• **Passage to read**:
--------------------------------------------------

I just reread Elements of Style, and several bits of wisdom have taken residence in my mind. This was the first time I’ve read the fourth edition. I found the updates to this edition helpful, in particular, some of the tidbits in the final section on style. If you haven’t read it, do.
I’ve been working through a novel, editing, pruning, and rearranging. Strunk and White remind me of point 22, on p. 32 of this edition: “Place the emphatic words of a sentence at the end.” This can apply to sentences, paragraphs, lines of poetry, and even words: the beginning and end of these units carry the most power, the most weight. The middle can be incidental, or worse, ignored. Here’s a clever example (possibly urban legend, but interesting anyway) of how words can work with mixed up middles becoming invisible, and yet the content is still clear. (Thanks to my friend Lara for digging this up when my human memory failed.):
“Aoccdrnig to a rscheearch at Cmabrigde Uinervtisy, it deosn’t mttaer in waht oredr the ltteers in a wrod are, the olny iprmoetnt tihng is taht the frist and lsat ltteer be at the rghit pclae. The rset can be a toatl mses and you can sitll raed it wouthit porbelm. Tihs is bcuseae the huamn mnid deos not raed ervey lteter by istlef, but the wrod as a wlohe.”
Beginnings and ends of these words are stable, are what we expect, and therefore they guide in reading through the garble.
Another thing that Elements of Style illustrates is more visual than literal. Writers have to learn the twin arts of making a mess (making a creation, a draft) and then cleaning it up (editing, revising). If you look at the layout of the examples in Strunk and White, you could consider the left column (before the makeover) as the making of the mess, and the right column (after the makeover) as cleaning it up. I’m going to use this idea when I talk to students. I think it helps to put the implicit and explicit judgment of Strunk and White into a context: all writing is a process, a walking through and then away from the muddy, toward the clear. Start somewhere. Edit as needed, strive to improve the mess, to communicate better.
Maybe the most important advice is point 17, on p. 23, “Omit needless words.” An anthem for some people who write, an ideal to strive toward. I’ve been polishing, weeding the needless, plucking extraneous words from overburdened sentences. Sometimes it takes years to realize a word is needless. Omit needless words is a noble mantra and practice. With time, I could whittle this paragraph down even more than I have, but in the battle between how the blogosphere measures time and my tendency toward perfectionism, I go for speed and risk flaws. This time, for the first time, I found (or noticed) the sub-mantra of Omit needless words on p. 19, under point 14. “Note, in the examples above, that when a sentence if made stronger, it usually becomes shorter. Thus, brevity is a by-product of vigor.”

--------------------------------------------------

• **Directives**:
(1) In the post on Elements of Style, which point and page of the fourth edition carry the advice "Omit needless words"?
(2) Write the next paragraph of the post on Elements of Style, picking up right after its final sentence.

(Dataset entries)
--------------------------------------------------

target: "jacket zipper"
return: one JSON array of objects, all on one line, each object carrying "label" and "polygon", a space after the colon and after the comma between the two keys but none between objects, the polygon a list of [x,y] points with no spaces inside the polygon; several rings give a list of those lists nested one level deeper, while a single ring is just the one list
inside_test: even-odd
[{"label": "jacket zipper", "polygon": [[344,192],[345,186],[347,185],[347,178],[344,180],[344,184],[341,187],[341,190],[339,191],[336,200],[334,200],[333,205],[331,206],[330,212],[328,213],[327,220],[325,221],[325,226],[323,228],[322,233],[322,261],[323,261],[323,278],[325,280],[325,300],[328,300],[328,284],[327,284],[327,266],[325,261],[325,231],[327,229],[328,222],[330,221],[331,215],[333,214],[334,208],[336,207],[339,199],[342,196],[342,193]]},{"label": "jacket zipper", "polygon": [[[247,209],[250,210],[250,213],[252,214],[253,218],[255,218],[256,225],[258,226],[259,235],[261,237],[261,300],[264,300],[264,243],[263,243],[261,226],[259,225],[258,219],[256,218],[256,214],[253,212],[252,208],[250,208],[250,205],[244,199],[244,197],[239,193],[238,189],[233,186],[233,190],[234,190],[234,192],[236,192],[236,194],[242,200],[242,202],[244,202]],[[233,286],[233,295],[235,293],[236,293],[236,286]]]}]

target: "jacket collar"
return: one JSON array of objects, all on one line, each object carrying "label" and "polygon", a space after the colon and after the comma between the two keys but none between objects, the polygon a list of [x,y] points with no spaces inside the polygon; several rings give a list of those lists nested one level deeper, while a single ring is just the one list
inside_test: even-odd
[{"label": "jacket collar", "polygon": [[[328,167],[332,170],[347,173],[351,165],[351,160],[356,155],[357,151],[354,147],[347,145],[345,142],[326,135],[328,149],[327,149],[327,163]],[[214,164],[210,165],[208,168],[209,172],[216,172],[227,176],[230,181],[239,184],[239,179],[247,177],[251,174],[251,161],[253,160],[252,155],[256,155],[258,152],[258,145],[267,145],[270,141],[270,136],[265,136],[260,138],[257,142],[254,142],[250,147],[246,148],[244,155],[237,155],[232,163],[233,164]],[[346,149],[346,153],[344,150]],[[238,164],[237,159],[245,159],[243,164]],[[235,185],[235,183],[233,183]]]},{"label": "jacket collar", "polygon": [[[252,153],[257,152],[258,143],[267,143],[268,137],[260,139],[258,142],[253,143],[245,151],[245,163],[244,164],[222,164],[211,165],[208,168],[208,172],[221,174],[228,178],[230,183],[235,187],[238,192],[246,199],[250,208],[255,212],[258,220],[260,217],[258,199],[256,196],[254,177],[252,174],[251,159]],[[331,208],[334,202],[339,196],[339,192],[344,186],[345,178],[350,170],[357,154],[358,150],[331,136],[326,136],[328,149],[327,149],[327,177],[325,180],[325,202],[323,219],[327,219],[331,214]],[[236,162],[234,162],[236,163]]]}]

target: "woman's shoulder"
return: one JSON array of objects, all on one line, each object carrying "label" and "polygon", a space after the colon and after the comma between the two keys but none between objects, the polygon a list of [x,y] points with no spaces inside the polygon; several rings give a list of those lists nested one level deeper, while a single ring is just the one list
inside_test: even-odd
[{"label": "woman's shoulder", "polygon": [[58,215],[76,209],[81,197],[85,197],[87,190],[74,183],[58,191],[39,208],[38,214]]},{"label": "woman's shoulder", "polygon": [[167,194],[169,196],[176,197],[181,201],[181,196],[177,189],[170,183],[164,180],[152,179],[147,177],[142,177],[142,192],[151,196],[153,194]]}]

--------------------------------------------------

• **Responses**:
(1) Point 17, on p. 23.

(2)
It’s worth repeating: “…brevity is a by-product of vigor.”
That is such a beautiful fact, and beautifully put. No wonder I am tired, this revision has been vigorous. The novel is shorter. And, I hope, stronger.
As a new faculty person, I am learning about a thing I refer to as “Thesis Season.”
It’s fascinating and exhausting. I’ve read a bunch of creative writing manuscripts in the last few months, sitting right next to to sentences, words, and images. (Luckily, the writing is often beautiful, lyrical, strong, clean, titillating, and compelling. I do love my job.)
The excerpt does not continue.